Excerpted passage:

Long live dandelions with olive oil and garlic!

Wednesday, January 31, 2007 03:58 AM
Original article: God and gorillas

The complicated art of not knowing

King says "Yes, in my book I say that's a question I will not take up. I think my stance is rather beautiful because it's about "agnosis"; that means not knowing."

I am consumed with the notion of whether there is a God or whether there is not. I tend to the atheistic position, but really, agnosis may be the only rational way to view the matter with the beauty of wonderment and inquiry intact.

I read Dawkins and found some of his absolutes as dogmatic as those of Fundamentalist Christians (who scare me). "Not knowing" is the only answer with intellectual integrity. One may choose to examine or to make decisions based on faith, one way or the other. I just can't do that.

A theory that makes sense to me is one that says religion and deity is something our human minds have conjured, not from superstition or fear, but that religion is a product of the human ego designed to give us hope. We are so infatuated with our being that we cannot fathom the idea that we exist here only for a short time, regardless of the good we might do. We give ourselves a need to do right or even to simply go on because there is something out there for us that transcends our human frailty. I am nearly convinced this is true.

King is the most rational clear voice I have heard in a long time. I am thrilled she has something to say, and I will be reading it by the end of the day.

(Image object location entries)
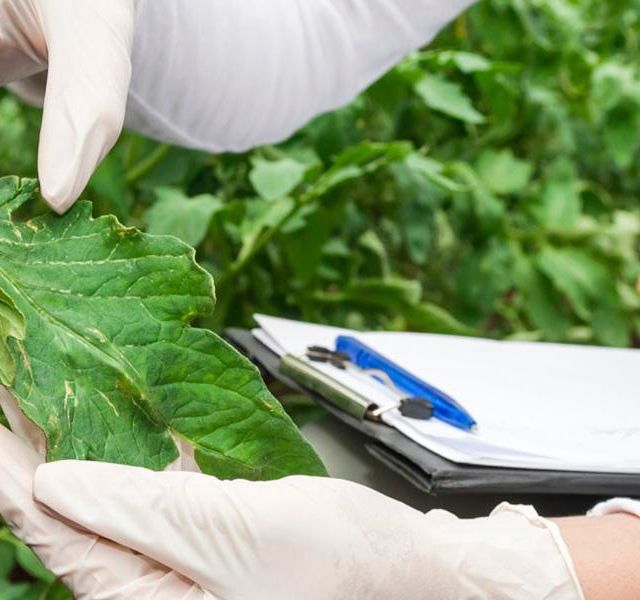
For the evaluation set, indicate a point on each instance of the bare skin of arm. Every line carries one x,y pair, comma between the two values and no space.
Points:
606,554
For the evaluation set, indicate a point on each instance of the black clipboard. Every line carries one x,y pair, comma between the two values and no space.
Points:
429,471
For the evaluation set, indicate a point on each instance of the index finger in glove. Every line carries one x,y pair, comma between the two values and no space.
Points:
92,567
89,60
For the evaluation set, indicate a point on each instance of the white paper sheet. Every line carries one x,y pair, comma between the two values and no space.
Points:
538,406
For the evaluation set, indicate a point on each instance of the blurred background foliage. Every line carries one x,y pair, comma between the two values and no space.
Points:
487,186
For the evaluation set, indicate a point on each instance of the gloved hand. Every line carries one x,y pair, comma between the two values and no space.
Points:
94,568
295,538
81,52
208,74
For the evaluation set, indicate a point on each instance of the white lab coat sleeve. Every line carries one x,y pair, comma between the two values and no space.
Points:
223,75
616,505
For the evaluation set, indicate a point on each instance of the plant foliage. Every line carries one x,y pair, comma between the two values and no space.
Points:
488,185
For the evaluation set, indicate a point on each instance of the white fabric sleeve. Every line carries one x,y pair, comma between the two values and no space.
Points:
616,505
223,75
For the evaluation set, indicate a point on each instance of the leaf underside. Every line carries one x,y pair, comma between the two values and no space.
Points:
95,320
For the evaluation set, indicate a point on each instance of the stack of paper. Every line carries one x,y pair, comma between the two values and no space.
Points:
538,406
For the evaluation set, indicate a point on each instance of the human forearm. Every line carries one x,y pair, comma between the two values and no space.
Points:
605,552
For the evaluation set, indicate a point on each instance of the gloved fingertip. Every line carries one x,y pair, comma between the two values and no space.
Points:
70,151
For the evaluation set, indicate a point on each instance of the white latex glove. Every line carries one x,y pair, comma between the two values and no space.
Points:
86,48
296,538
209,74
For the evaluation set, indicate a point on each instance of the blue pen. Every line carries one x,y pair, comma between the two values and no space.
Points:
445,408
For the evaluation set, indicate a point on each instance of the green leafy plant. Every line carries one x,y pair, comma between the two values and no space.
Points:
486,186
98,348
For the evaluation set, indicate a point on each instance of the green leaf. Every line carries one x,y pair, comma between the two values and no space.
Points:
578,275
502,172
448,98
612,326
275,179
435,319
560,203
110,367
540,302
187,219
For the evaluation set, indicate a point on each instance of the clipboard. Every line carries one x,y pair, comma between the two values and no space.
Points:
430,472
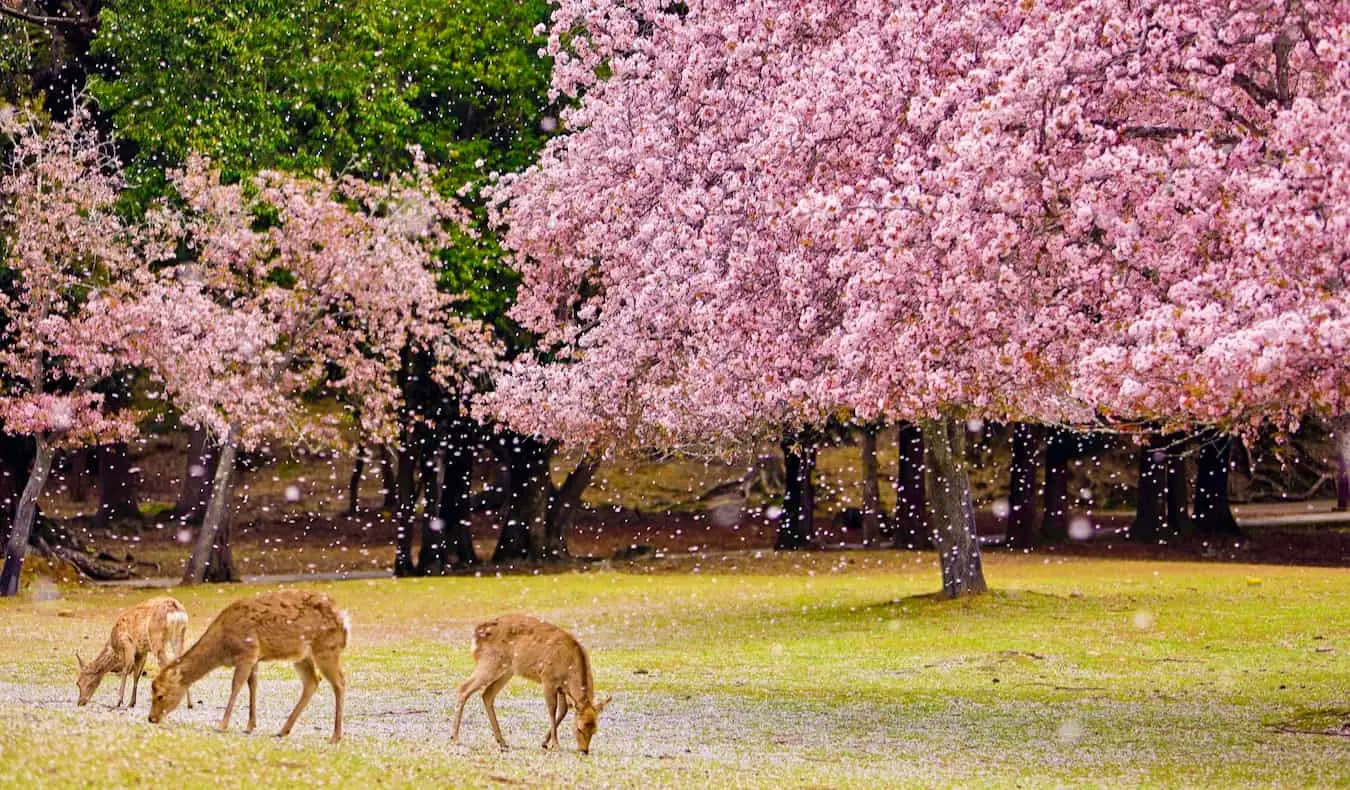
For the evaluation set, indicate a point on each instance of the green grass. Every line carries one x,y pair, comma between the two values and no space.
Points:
833,670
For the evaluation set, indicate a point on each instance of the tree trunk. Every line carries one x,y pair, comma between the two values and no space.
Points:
525,511
220,562
448,539
388,481
951,511
1055,521
118,488
1341,432
566,503
1152,508
871,490
1212,512
797,525
1026,444
1179,489
910,507
354,484
218,511
26,512
405,503
197,476
78,474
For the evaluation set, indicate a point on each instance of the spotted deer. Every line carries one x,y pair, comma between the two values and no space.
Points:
157,625
516,644
292,625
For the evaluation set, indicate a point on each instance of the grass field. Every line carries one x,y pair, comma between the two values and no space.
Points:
829,670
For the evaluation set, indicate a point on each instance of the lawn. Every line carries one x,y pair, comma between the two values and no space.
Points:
824,670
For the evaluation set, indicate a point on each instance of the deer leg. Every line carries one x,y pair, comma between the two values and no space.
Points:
253,700
551,700
331,667
489,694
135,675
309,681
242,670
481,678
562,715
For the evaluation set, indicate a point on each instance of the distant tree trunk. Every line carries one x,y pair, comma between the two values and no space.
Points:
1152,508
218,511
910,505
871,489
388,481
1179,489
358,469
525,511
1341,432
797,525
566,503
405,504
951,511
1026,444
1212,509
26,512
118,486
78,474
1055,521
197,476
448,539
220,562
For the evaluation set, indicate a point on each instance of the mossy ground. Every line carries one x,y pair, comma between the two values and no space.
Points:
826,670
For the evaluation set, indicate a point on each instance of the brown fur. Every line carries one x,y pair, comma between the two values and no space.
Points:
516,644
292,625
139,631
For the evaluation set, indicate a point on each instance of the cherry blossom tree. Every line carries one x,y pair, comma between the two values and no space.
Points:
72,269
1060,212
301,285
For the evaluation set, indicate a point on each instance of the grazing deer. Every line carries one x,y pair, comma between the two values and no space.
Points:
516,644
293,625
151,625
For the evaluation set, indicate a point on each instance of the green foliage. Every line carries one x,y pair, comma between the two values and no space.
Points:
340,85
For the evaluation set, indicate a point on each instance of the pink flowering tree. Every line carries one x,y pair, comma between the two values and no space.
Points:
1061,212
72,268
301,285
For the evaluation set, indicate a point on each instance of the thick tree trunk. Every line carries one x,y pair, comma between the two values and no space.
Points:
405,504
951,511
78,474
797,525
448,539
525,511
118,486
354,484
388,481
1341,434
1026,444
218,511
1179,489
1150,511
566,503
1055,521
1212,512
910,505
26,512
871,489
197,476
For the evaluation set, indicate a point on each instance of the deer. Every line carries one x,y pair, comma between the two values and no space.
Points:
155,625
294,625
517,644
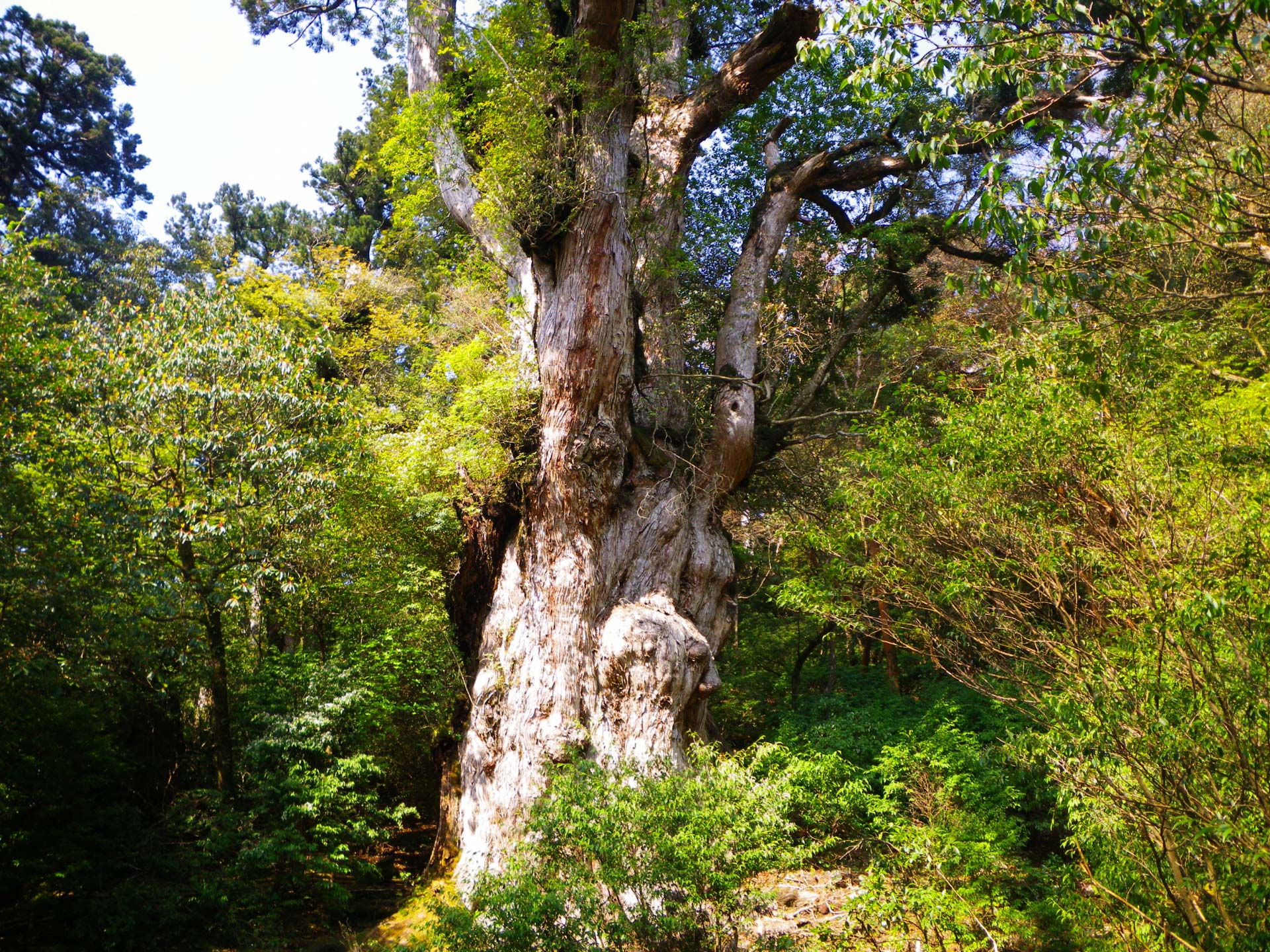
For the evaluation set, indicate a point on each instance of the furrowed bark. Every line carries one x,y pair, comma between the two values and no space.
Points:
667,136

Stated problem A:
Reproduce the blog post on not knowing whether God exists, starting at "The complicated art" and ending at "can't do that.", with "agnosis" replaced by "uncertainty".
Stated problem B:
In the blog post on not knowing whether God exists, what does King say "agnosis" means?

Answer A:
The complicated art of not knowing

King says "Yes, in my book I say that's a question I will not take up. I think my stance is rather beautiful because it's about "uncertainty"; that means not knowing."

I am consumed with the notion of whether there is a God or whether there is not. I tend to the atheistic position, but really, uncertainty may be the only rational way to view the matter with the beauty of wonderment and inquiry intact.

I read Dawkins and found some of his absolutes as dogmatic as those of Fundamentalist Christians (who scare me). "Not knowing" is the only answer with intellectual integrity. One may choose to examine or to make decisions based on faith, one way or the other. I just can't do that.

Answer B:
Not knowing.